→ **What to produce**: Exact duplicates of all the records are needed.

→ **Records shown**:
┌────────
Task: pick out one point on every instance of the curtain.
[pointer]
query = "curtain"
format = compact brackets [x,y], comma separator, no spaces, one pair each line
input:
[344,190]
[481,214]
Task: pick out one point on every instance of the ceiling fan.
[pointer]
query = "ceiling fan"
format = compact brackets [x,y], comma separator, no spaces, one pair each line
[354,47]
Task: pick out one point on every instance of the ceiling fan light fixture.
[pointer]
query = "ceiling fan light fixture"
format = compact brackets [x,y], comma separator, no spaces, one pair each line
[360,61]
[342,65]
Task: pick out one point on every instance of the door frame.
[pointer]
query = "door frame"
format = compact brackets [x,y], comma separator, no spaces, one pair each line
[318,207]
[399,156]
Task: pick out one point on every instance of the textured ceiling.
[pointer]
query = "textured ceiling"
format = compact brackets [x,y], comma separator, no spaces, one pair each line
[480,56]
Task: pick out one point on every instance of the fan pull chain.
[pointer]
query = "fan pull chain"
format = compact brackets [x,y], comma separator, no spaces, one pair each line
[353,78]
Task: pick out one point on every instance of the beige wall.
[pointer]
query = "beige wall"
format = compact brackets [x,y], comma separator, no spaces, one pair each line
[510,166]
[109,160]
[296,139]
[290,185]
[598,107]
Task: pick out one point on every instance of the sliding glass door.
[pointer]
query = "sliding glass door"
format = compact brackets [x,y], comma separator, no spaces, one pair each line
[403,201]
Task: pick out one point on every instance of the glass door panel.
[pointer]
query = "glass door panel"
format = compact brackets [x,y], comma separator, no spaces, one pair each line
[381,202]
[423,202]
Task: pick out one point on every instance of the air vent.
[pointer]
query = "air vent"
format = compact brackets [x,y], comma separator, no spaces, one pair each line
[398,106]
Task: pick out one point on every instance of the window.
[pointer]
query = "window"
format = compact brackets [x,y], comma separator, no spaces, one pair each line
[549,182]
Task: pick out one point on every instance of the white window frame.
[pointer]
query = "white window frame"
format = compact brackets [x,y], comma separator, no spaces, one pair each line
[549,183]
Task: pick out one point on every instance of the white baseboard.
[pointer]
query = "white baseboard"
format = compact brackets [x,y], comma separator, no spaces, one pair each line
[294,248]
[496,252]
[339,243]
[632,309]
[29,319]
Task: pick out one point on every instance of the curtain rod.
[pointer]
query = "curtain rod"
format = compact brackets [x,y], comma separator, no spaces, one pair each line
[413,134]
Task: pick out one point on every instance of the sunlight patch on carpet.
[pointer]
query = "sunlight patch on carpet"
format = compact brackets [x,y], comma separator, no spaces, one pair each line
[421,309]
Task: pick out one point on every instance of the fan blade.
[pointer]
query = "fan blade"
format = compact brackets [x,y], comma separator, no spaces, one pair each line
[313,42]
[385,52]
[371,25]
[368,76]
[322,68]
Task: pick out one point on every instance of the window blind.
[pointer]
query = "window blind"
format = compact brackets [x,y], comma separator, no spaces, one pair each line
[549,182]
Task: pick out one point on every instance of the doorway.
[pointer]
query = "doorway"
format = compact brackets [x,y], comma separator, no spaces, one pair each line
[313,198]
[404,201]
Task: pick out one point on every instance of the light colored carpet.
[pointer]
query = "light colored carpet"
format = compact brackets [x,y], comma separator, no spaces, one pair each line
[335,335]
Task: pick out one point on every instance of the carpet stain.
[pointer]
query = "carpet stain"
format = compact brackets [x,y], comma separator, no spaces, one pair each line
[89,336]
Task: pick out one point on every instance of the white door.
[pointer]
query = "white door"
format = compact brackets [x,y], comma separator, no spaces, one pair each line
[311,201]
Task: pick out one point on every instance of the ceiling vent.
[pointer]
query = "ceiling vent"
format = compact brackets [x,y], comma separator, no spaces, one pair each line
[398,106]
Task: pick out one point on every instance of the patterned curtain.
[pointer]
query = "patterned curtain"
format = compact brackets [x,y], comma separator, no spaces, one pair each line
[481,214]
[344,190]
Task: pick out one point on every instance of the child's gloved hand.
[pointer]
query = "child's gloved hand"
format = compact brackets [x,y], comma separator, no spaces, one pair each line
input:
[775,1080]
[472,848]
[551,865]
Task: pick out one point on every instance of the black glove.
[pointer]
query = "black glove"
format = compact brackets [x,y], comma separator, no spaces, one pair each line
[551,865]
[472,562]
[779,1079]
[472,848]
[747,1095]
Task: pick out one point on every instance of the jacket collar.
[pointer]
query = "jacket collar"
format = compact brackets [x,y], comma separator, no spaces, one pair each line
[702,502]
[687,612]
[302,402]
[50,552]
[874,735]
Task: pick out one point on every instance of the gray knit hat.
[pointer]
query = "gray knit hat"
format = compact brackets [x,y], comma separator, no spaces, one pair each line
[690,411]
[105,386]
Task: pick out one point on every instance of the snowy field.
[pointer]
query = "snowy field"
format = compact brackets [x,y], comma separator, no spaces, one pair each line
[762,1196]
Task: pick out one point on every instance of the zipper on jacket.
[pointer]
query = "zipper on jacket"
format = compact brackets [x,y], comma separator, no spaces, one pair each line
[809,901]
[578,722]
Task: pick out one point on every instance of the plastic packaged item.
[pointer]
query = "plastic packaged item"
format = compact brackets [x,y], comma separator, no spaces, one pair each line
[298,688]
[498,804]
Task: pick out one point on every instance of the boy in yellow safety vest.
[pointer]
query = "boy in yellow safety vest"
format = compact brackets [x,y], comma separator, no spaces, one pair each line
└────────
→ **Exercise output**:
Task: pick out one point on every instance of the curtain.
[pointer]
query = "curtain"
format = compact brackets [x,y], comma separator, no spaces, one pair each line
input:
[344,190]
[481,214]
Task: pick out one point on every instance of the ceiling fan.
[pointer]
query = "ceiling fan"
format = compact brackets [x,y], comma separator, no spaces, one pair each line
[354,47]
Task: pick out one point on every instance of the ceiling fan light fixture.
[pointer]
query = "ceiling fan light fixture"
format = compact brackets [x,y], comma separator, no spaces, one pair each line
[360,61]
[342,65]
Task: pick out one point on every instance of the door frame.
[pointer]
query = "door frame"
format = compact brackets [x,y], comma separator, no spaces, one pair each line
[318,207]
[399,156]
Task: pick out one point on every instance of the textured ceiling.
[pointer]
query = "textured ceiling"
format = compact brackets [x,y], comma separator, no spaces, one pair each line
[480,56]
Task: pick out one point on every instance of the fan pull chain.
[pointer]
query = "fan pull chain"
format = compact brackets [x,y], comma separator, no spaces, one pair each line
[353,78]
Task: pick out one point on every instance of the beige wall.
[pointer]
query = "beige wall"
format = compact brackets [x,y], comma separator, no spaces, one pair each line
[510,166]
[109,160]
[296,139]
[290,185]
[598,107]
Task: pick out one point on every instance of the sliding glass door.
[pointer]
query = "sliding glass door"
format = compact brackets [x,y], comma separator, no spaces, one pair each line
[403,201]
Task: pick out one point on every instance of the glass door panel.
[pointer]
query = "glass door panel"
format = compact brackets [x,y], comma separator, no spaces, one pair each line
[381,202]
[423,202]
Task: pick out one point on every instance of the air vent.
[pointer]
query = "air vent"
format = compact brackets [x,y], comma separator, no spaces, one pair each line
[398,106]
Task: pick out one point on every instance of the window.
[pointer]
query = "window"
format = compact brackets [x,y], comma separator, no spaces, one pair each line
[549,182]
Task: pick out one point on every instance of the white window frame.
[pointer]
query = "white window frame"
format = compact brackets [x,y], comma separator, no spaces, one pair each line
[549,183]
Task: pick out one point on every instance of the white baseboard.
[pointer]
query = "white baseboard"
format = compact brackets [x,y], comma separator, no spaces, one pair each line
[294,248]
[496,252]
[339,243]
[632,309]
[29,319]
Task: pick out one point on every instance of the curtain rod.
[pointer]
query = "curtain rod"
format = compact brackets [x,y], comma separator, no spaces, one pair each line
[413,134]
Task: pick out one point on every instance of the sunlight patch on carpet.
[pointer]
query = "sunlight patch on carpet"
format = compact brackets [x,y], comma separator, no spaces, one pair each line
[421,309]
Task: pick out one point on every instance of the fan blade.
[pointer]
query = "fan blade"
format = compact brackets [x,y], comma separator, no spaces, one pair each line
[313,42]
[385,52]
[371,25]
[368,76]
[322,68]
Task: pick out one point on every instance of the window blind.
[pointer]
query = "window blind"
format = compact brackets [x,y], comma separator, no spaces, one pair each line
[549,182]
Task: pick out one point on every instance of the doorway.
[pointer]
query = "doorway"
format = compact brackets [x,y], comma separator, no spaces, one pair each line
[313,198]
[404,201]
Task: pick out one point on every instance of the light colored carpet.
[pointer]
query = "light colored carpet"
format = compact brackets [x,y], comma separator, no spaces, one pair each line
[335,335]
Task: pick out one point on every instance of the carpet stain.
[pointer]
query = "carpet stain"
format = compact brackets [x,y], comma separator, no spaces, one pair each line
[89,336]
Task: pick out one point on every instance of the white door.
[pointer]
query = "white door"
format = compact brackets [x,y], comma separator, no spaces, one pair each line
[311,201]
Task: pick out one point on every instance of the ceiling vent.
[pointer]
query = "ceiling vent"
format = compact brackets [x,y], comma separator, no spaces, one pair each line
[398,106]
Task: pick out one point on every instance of the patterned curtain.
[pointer]
query = "patterned curtain"
format = compact brackets [x,y], comma separator, no spaces, one pair each line
[481,214]
[344,190]
Task: pick out one point on every instance of the child's gloved hand.
[pointer]
query = "child's gloved hand"
format = compact brackets [x,y], comma separator, no spaces, one pair each line
input:
[775,1080]
[472,848]
[551,865]
Task: pick out one point on every instance of the black glove.
[pointer]
query = "black glove"
format = compact brackets [x,y], comma separator, no spaces, one pair each line
[551,865]
[472,562]
[779,1079]
[472,848]
[747,1095]
Task: pick out one point on every instance of the jacket collar.
[pointer]
query = "jacket collar"
format = compact brackets [x,y], comma separator, no spaces, one pair each line
[702,502]
[687,612]
[302,402]
[50,552]
[874,735]
Task: pick out one point on every instance of the gray knit hat.
[pointer]
query = "gray knit hat"
format = compact brackets [x,y], comma separator, no spaces, one pair each line
[690,411]
[105,386]
Task: pick out one point on every instance of the snowy field.
[pointer]
query = "snowy field"
format = compact brackets [x,y], comma separator, no spaces, one pair each line
[762,1196]
Task: pick out one point on every instance of the zipper on jacket.
[pointer]
query = "zipper on jacket"
format = compact brackets [x,y], comma separator, no spaces, one pair each line
[809,901]
[578,722]
Task: pick out one point on every instance of the plastic packaged item.
[pointer]
query = "plastic packaged item"
format = compact brackets [x,y], comma separator, no spaces, one pair each line
[298,688]
[498,804]
Task: pick out one point on every instance of the boy in yellow safety vest.
[pointer]
query = "boy in yellow safety vest"
format = compact brackets [x,y], comma separator, no spaces, one pair each line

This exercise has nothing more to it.